→ PAGE EXCERPT:
-- Opening Marker --

📘 String Matching (Pattern Matching)

String Matching (or Pattern Matching) is the process of finding one or more occurrences of a pattern string (P) inside a text string (T).

Example:

Text (T)    = "ABAAABCD"
Pattern (P) = "ABC"

Goal: Find if P appears in T, and at which positions.

String-matching algorithms are fundamental in:

Text editors (search feature)
DNA sequence matching
Information retrieval
Spell checkers
Compilers (lexical analysis)
Web search engines

📌 Basic Terminology

Text (T) → large string (length n)
Pattern (P) → string to be searched (length m)
Match → location where P fully appears in T
Shift → how far pattern moves on text after mismatch

📘 Types of String-Matching Algorithms

There are many algorithms, but the most important ones (exam focus) are:

Naive (Brute Force) Algorithm
Knuth–Morris–Pratt (KMP)
Rabin–Karp Algorithm
Boyer–Moore Algorithm

Below is an exam-level explanation of each.

1. Naive (Brute Force) String Matching

Idea:

Slide the pattern over text one position at a time and compare.

Example:

Check all:

T[0..m-1], T[1..m], T[2..m+1] ... T[n-m]

Time Complexity:

Worst case: O(n × m)

-- Closing Marker --

→ STORED DATA:
-- Opening Marker --

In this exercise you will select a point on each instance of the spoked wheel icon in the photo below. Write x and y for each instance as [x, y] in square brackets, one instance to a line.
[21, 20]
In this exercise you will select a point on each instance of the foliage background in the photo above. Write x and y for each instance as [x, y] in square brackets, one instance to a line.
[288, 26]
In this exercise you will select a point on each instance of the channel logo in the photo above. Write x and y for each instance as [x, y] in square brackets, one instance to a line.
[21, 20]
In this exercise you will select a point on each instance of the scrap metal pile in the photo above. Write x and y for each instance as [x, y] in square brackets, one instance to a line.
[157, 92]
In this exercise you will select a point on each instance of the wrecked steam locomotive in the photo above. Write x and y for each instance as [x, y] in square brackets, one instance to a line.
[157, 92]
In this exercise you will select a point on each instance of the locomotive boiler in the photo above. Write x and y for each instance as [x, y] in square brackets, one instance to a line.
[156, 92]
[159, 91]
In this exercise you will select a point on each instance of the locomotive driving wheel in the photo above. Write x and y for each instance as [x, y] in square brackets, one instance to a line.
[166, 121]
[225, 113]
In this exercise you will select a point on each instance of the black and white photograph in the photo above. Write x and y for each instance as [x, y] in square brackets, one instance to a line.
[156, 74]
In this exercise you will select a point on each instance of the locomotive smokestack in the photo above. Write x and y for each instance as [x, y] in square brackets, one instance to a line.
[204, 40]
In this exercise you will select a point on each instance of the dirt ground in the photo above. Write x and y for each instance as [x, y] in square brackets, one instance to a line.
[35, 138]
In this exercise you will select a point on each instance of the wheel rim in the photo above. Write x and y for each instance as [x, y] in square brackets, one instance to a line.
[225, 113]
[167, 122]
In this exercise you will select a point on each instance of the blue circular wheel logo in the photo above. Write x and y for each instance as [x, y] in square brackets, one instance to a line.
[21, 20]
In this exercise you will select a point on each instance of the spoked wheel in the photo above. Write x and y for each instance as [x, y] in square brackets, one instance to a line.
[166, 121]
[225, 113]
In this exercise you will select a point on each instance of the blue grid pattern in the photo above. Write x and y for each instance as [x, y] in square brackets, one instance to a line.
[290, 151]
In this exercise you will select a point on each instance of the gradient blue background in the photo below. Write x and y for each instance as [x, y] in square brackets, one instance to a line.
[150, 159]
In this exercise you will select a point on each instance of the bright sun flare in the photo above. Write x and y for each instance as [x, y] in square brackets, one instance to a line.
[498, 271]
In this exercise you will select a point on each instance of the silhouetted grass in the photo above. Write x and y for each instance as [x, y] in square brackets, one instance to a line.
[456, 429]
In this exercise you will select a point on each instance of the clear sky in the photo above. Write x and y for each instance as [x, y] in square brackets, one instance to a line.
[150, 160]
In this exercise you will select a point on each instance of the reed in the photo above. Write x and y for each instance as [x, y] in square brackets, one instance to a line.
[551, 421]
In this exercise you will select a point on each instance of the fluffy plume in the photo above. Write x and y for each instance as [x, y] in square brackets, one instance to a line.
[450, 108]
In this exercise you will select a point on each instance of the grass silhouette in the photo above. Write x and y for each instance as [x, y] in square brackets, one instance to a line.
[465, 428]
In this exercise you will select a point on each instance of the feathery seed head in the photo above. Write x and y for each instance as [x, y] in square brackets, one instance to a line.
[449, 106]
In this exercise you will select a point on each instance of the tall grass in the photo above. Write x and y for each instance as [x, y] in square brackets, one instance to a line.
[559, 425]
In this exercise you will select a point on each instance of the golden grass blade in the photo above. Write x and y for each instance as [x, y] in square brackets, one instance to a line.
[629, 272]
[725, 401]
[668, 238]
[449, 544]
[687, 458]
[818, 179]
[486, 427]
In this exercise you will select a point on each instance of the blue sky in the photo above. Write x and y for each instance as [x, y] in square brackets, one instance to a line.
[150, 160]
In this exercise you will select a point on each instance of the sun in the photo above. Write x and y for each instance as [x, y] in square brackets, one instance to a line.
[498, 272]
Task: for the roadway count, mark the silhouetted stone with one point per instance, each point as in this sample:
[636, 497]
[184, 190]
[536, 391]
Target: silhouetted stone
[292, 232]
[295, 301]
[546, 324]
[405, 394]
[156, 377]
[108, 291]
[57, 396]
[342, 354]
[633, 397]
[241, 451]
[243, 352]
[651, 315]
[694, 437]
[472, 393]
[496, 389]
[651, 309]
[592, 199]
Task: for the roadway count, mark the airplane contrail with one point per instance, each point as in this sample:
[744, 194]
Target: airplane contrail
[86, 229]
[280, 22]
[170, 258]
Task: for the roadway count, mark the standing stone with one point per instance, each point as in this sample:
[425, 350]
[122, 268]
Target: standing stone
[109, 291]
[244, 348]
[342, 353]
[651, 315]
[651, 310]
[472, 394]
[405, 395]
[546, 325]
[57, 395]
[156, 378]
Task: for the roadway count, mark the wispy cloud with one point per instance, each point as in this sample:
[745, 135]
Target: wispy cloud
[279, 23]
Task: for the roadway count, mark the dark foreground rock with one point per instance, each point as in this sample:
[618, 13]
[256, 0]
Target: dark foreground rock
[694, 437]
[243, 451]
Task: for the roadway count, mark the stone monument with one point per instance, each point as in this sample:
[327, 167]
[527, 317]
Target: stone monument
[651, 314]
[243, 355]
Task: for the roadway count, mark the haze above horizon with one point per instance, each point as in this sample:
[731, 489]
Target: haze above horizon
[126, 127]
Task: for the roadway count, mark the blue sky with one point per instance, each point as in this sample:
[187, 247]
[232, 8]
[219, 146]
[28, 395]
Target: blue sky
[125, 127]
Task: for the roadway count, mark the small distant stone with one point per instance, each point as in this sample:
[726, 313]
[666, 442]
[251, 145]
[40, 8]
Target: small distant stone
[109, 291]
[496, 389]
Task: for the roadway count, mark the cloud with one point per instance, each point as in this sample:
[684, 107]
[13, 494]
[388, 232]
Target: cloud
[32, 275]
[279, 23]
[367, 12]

-- Closing Marker --

→ WHAT YOU NEED TO DO:
a: Revise the string-matching text from "Text (T) → large" to "Knuth–Morris–Pratt (KMP)", replacing "large string" with "long string".
b: Decide whether each statement agrees with the string-matching text, answering yes or no and quoting the words that settle it: (i) The naive algorithm has a worst-case time of O(n × m). (ii) The pattern is given a length of n. (iii) String matching is listed as fundamental to lexical analysis in compilers.
The items above stand apart from the string-matching text and are not connected to it.

→ ACTIVITY ANSWERS:
a:
Text (T) → long string (length n)
Pattern (P) → string to be searched (length m)
Match → location where P fully appears in T
Shift → how far pattern moves on text after mismatch

📘 Types of String-Matching Algorithms

There are many algorithms, but the most important ones (exam focus) are:

Naive (Brute Force) Algorithm
Knuth–Morris–Pratt (KMP)

b:
(i) Yes: "Worst case: O(n × m)"
(ii) No: "Pattern (P) → string to be searched (length m)"
(iii) Yes: "Compilers (lexical analysis)"